» **REQUIREMENT**
Please pull out every row below that contains the word "dollop". Matching is case-sensitive.

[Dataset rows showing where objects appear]
————————
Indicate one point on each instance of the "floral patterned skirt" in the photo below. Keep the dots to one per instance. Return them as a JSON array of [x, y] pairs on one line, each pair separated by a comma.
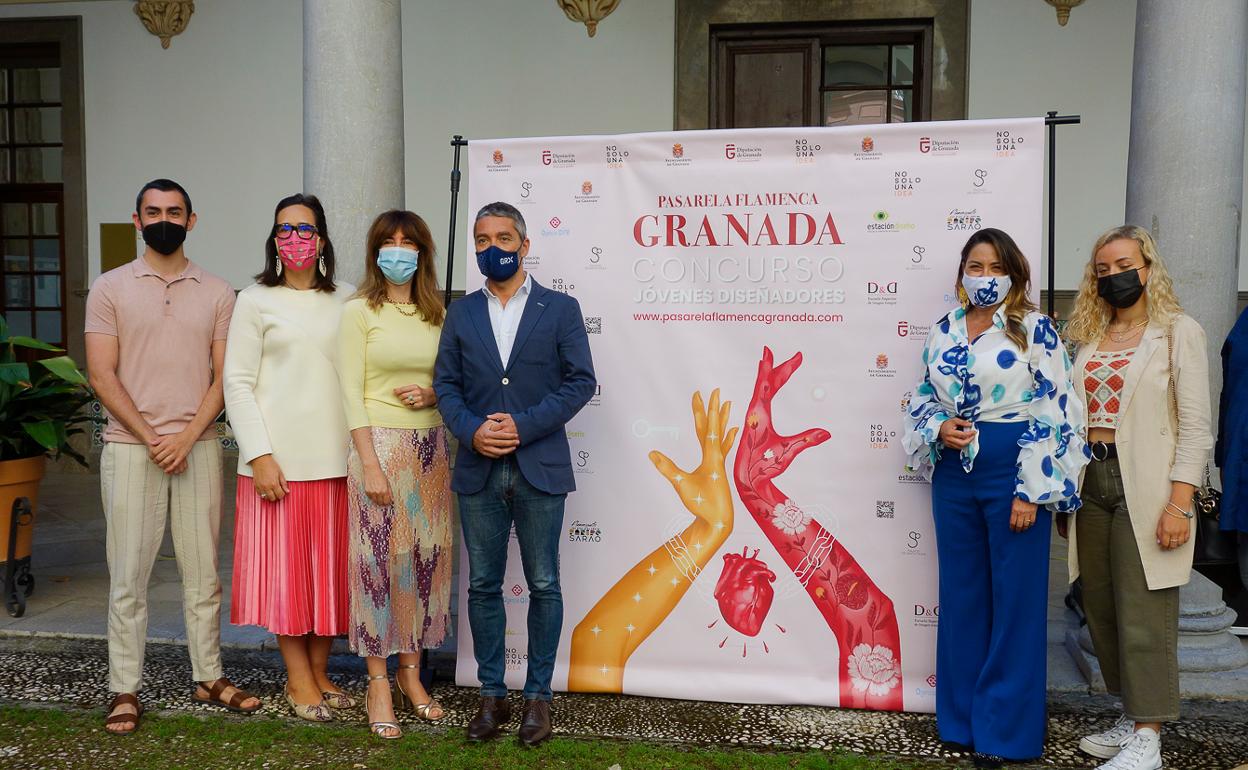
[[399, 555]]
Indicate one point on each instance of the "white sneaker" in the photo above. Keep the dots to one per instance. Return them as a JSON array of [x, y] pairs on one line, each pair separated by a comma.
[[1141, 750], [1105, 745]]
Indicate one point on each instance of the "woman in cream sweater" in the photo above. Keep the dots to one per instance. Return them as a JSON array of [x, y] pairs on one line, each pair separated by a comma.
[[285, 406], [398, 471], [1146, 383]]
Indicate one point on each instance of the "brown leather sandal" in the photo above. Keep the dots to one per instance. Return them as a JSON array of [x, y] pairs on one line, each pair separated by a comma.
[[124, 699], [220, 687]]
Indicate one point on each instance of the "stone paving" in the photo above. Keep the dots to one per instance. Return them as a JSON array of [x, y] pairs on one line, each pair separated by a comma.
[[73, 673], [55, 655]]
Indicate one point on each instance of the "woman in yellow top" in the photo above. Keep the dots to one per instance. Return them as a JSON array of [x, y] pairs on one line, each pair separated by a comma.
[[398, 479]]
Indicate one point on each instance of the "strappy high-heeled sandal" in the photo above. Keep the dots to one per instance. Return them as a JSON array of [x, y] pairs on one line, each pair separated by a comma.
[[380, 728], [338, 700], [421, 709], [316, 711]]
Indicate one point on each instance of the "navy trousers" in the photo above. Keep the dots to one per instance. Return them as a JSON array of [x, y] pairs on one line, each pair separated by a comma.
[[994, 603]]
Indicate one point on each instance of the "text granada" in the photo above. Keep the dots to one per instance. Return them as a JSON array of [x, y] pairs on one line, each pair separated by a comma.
————————
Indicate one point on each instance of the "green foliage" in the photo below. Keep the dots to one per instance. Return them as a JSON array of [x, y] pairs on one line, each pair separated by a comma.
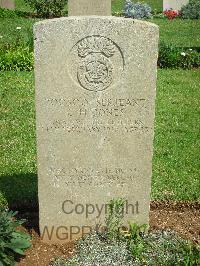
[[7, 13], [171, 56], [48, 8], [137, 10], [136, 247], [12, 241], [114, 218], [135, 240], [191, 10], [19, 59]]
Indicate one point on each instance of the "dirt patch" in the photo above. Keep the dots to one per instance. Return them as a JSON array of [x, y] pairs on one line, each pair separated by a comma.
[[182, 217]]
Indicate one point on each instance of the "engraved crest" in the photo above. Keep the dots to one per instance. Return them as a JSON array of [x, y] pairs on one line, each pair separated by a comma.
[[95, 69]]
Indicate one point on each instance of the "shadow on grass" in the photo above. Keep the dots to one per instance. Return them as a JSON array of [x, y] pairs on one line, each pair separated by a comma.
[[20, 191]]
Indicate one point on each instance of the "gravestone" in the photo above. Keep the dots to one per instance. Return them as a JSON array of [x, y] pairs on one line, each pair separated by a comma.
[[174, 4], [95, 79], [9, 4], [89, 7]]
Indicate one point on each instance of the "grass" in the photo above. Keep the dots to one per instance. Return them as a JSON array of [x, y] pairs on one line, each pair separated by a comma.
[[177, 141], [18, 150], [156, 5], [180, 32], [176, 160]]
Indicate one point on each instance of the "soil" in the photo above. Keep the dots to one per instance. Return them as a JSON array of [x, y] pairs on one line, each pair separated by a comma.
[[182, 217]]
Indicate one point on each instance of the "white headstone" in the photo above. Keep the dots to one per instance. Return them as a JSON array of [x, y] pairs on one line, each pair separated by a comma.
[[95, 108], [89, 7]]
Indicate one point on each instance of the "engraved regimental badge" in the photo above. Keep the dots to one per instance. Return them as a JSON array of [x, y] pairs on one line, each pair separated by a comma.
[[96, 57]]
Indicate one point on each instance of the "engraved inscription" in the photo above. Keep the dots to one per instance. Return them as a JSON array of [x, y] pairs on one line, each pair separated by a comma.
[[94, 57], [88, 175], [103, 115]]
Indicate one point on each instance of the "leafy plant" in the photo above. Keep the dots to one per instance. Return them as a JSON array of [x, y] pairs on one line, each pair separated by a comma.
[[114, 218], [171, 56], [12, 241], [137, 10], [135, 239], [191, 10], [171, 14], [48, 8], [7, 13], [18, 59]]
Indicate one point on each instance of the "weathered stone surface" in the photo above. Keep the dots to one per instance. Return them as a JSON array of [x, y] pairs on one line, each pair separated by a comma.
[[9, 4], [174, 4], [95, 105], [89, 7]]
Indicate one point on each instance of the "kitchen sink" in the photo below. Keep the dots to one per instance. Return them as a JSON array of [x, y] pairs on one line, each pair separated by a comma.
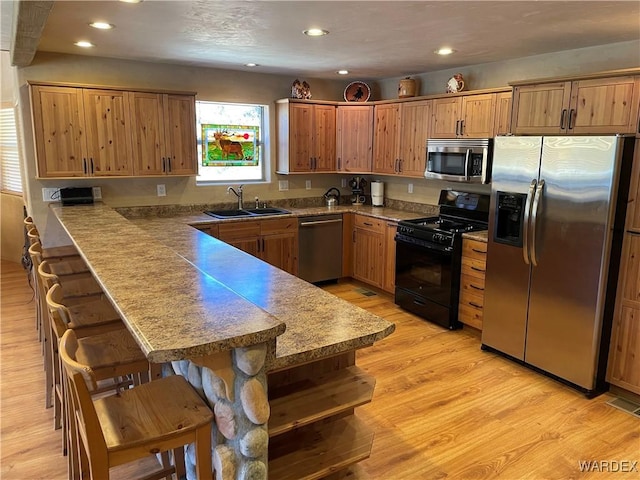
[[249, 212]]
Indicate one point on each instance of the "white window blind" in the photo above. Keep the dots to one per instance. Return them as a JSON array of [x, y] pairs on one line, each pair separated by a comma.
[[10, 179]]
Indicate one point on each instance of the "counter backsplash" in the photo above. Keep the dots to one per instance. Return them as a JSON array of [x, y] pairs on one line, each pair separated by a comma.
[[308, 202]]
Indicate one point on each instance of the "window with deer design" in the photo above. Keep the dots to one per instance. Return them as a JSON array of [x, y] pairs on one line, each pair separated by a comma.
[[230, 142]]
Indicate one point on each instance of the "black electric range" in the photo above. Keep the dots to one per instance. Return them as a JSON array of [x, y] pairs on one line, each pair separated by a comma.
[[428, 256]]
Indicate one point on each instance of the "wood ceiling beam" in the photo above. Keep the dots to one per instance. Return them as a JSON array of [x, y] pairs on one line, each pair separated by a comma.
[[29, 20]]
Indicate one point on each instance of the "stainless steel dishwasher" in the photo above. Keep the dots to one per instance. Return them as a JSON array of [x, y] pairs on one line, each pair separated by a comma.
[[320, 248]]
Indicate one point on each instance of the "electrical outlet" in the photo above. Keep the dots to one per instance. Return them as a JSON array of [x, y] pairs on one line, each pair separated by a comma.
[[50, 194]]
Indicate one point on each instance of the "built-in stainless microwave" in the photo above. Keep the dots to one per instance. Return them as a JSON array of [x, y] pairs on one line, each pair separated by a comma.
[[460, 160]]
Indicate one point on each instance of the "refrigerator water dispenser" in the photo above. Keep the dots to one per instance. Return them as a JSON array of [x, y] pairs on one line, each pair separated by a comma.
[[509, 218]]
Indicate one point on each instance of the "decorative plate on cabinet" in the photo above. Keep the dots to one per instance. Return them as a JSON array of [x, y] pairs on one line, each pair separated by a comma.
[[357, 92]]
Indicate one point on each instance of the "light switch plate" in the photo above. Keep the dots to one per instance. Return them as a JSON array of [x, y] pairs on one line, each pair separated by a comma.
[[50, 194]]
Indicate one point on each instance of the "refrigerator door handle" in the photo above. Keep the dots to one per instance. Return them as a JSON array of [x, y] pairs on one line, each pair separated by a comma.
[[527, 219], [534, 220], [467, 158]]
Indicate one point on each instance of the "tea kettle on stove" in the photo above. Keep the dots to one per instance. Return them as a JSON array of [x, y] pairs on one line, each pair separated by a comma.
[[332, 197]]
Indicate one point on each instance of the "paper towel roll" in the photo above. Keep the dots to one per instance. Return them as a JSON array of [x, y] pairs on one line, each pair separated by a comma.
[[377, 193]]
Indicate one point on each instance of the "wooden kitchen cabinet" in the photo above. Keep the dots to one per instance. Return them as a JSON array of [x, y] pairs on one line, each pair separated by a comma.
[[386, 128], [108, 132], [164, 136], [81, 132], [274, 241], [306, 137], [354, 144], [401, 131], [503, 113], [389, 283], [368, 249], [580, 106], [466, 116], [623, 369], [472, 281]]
————————
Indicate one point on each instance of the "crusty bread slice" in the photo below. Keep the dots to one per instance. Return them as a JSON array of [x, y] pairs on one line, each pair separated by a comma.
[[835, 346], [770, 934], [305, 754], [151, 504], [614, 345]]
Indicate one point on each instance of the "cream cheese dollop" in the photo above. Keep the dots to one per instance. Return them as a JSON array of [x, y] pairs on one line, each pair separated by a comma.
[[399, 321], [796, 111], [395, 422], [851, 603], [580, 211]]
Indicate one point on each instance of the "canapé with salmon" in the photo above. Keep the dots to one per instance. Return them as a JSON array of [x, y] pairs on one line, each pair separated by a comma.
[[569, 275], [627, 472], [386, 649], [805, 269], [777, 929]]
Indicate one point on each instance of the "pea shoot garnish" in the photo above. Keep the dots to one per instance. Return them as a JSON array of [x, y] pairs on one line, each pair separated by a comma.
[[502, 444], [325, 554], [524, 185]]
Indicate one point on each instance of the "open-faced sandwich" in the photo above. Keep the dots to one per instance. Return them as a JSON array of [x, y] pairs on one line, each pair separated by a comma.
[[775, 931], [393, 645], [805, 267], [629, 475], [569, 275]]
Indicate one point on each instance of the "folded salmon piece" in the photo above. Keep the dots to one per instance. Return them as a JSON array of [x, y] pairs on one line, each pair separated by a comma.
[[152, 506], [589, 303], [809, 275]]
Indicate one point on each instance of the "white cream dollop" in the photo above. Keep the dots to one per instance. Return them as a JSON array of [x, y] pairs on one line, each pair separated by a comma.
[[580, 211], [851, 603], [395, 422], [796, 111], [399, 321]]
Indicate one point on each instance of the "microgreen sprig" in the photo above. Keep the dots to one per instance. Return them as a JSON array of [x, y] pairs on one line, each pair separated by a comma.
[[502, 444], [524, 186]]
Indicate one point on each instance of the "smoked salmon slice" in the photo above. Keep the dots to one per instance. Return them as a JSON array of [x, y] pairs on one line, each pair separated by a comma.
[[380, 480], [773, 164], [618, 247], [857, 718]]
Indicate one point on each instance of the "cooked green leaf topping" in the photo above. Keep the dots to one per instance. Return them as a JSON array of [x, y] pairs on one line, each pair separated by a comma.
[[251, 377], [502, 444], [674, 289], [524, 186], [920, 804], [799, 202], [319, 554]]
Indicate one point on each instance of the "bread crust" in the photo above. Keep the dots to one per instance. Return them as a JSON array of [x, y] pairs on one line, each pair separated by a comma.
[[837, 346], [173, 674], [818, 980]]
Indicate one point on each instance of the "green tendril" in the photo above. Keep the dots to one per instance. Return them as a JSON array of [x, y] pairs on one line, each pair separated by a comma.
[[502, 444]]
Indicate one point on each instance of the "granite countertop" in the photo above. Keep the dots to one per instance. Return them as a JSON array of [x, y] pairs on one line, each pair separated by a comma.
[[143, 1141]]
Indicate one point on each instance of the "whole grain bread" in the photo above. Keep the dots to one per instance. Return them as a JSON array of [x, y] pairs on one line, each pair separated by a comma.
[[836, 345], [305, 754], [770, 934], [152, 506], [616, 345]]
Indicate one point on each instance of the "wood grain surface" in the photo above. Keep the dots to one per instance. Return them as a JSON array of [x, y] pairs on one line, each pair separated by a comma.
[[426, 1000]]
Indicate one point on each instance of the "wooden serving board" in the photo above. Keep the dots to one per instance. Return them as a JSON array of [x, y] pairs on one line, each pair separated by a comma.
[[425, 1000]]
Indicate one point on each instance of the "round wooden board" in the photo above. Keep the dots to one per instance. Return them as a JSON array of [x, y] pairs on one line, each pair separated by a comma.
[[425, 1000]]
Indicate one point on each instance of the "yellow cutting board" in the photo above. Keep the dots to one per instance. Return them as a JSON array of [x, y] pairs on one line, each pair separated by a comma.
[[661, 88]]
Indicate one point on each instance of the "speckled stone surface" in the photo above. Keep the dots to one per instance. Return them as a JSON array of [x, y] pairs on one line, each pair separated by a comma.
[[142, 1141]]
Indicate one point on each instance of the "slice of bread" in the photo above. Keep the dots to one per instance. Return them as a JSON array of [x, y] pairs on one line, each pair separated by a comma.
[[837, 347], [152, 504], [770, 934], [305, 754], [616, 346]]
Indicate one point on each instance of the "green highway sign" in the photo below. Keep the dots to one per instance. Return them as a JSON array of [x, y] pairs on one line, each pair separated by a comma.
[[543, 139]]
————————
» **EXERCISE ANSWER**
Indicate one point on each instance of the "cream cheese dollop" in the photo above. Keep the dots to one per instance. Return them as a JSON array of [x, y] pairs on one line, each pair separated by a comma.
Indicate one point on each instance of the "white cream dollop" in the photo above. Keep the dots to one per instance. Return them as a JSON array of [x, y] pairs on one line, each pair separated by a comma.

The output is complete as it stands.